EXTRAHIERTER TEXT:
Noch mal mit Gefühl

Nicht mehr lange, und Sabrina Seiler bricht unter ihrem Gewicht zusammen. Die Lehrerin wiegt inzwischen 103 Kilo. Nun sucht sie Rat bei Christiana Gerbracht, der Ernährungsberaterin. Die setzt auf Selbsterkenntnis statt Verbote

„Das Gefühl für gesunde Ernährung geht verloren“, sagt Christiana Gerbracht. Das will sie Klientinnen wie Sabrina Seiler zurückgeben

POTSDAM-REHBRÜCKE taz ■ Termine bei Christiana Gerbracht sind knapp. Trotzdem ist ihr Wartezimmer leer. Und damit ist auch schon das Problem ihrer Klienten umrissen: Die wollen nicht gesehen werden, wenn sie ihre Ernährungsberaterin treffen. Es wird eh schon genug öffentlich darüber diskutiert, welchen Schaden sie sich und der Gesellschaft zufügen.

Christiana Gerbracht ist Ökotrophologin am Institut für Ernährungsforschung in Potsdam-Rehbrücke. Sie hilft Menschen, sich von einer elementaren Last zu befreien: ihrem Übergewicht. Gerbracht selbst ist 1,58 Meter groß und wiegt 55 Kilo. Das entspricht einem perfekten Body Mass Index (BMI) von 22. Normal ist ein BMI zwischen 19 und 25. Alles, was darunter liegt, deutet auf Untergewicht hin, alles darüber auf Übergewicht. Fettleibig ist, wer einen BMI von 30 und höher hat. Das sind dann Gerbrachts Klienten.

Deutschland ist zu fett. Drei Viertel aller Männer, 59 Prozent der Frauen und sogar 16 Prozent der Kinder haben Übergewicht. Laut einer aktuellen Studie sind die Deutschen Europameister der Dicken. Und wer zu fett ist, wird krank: Diabetes, Atem-, Herz- und Kreislaufbeschwerden, Rheuma, psychische Störungen. Das Institut in Potsdam-Rehbrücke, bundesweit führend in der Ernährungsforschung, untersucht seit dreißig Jahren den Zusammenhang zwischen so genannten Wohlstandskrankheiten und Körpermasse. Dass es den gibt, ist unstrittig. Die Wissenschaftler aber wollen es genau wissen: Welche Rolle spielt es für einen Krankheitsverlauf, in welchem Alter jemand dick geworden ist? Welches Körperfett verursacht welche Leiden?

Jetzt, nach den alarmierenden Studienergebnissen, sagt auch die Politik Fresssucht und Trägheit den Kampf an. Verbraucherminister Horst Seehofer (CSU) will heute einen „Aktionsplan Ernährung“ vorstellen. Stoßrichtung: Aufklärung, Vorsorge, Veränderung der Esskultur in den Familien, Schulen und Kantinen, mehr Bewegung.

AUFGABE:
Schreiben Sie aus dem Artikel über Übergewicht den Abschnitt von „Nicht mehr lange, und“ bis einschließlich „der Gesellschaft zufügen.“ wortgetreu ab.

ZU UNTERSUCHENDE DATEN:
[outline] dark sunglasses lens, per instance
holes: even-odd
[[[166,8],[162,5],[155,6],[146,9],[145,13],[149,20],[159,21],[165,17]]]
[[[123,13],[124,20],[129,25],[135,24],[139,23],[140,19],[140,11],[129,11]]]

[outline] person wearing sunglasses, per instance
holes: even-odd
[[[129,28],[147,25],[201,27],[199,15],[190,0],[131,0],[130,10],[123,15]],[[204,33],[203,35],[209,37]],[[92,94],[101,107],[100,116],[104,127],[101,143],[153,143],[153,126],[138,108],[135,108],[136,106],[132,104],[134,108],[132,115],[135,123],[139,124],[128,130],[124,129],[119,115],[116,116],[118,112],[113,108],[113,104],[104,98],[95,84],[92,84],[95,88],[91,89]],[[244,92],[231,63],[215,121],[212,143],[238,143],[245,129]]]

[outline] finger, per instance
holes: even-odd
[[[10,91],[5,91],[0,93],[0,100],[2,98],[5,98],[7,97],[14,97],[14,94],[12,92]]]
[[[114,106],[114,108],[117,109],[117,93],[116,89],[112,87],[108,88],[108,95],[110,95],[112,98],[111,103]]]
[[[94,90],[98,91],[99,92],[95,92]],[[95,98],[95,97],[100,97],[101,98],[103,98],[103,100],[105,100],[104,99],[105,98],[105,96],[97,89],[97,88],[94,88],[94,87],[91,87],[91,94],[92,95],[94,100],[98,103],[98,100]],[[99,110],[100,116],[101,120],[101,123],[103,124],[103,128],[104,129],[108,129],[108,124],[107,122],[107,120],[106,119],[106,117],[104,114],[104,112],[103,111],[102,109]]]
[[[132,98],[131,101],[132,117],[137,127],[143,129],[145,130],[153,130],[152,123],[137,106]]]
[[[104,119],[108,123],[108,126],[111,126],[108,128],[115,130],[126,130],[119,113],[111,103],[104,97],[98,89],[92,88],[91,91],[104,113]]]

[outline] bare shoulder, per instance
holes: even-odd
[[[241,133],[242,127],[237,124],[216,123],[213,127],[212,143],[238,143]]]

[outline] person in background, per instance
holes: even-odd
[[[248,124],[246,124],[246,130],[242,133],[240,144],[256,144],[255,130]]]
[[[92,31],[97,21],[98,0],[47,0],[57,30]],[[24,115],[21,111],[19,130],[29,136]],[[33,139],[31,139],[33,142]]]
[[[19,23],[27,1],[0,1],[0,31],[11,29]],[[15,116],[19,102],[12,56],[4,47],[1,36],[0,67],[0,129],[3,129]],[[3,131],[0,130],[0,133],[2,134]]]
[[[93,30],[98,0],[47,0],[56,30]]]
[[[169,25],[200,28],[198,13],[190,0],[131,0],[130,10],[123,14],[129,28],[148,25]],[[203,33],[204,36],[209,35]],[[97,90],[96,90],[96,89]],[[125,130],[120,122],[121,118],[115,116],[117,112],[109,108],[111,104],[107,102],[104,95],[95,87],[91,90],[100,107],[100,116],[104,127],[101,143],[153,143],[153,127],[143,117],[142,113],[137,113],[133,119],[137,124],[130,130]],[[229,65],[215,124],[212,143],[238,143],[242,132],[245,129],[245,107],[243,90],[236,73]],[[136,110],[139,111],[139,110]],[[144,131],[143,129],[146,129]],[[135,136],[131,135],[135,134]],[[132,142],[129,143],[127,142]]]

LÖSUNG:
Nicht mehr lange, und Sabrina Seiler bricht unter ihrem Gewicht zusammen. Die Lehrerin wiegt inzwischen 103 Kilo. Nun sucht sie Rat bei Christiana Gerbracht, der Ernährungsberaterin. Die setzt auf Selbsterkenntnis statt Verbote

„Das Gefühl für gesunde Ernährung geht verloren“, sagt Christiana Gerbracht. Das will sie Klientinnen wie Sabrina Seiler zurückgeben

POTSDAM-REHBRÜCKE taz ■ Termine bei Christiana Gerbracht sind knapp. Trotzdem ist ihr Wartezimmer leer. Und damit ist auch schon das Problem ihrer Klienten umrissen: Die wollen nicht gesehen werden, wenn sie ihre Ernährungsberaterin treffen. Es wird eh schon genug öffentlich darüber diskutiert, welchen Schaden sie sich und der Gesellschaft zufügen.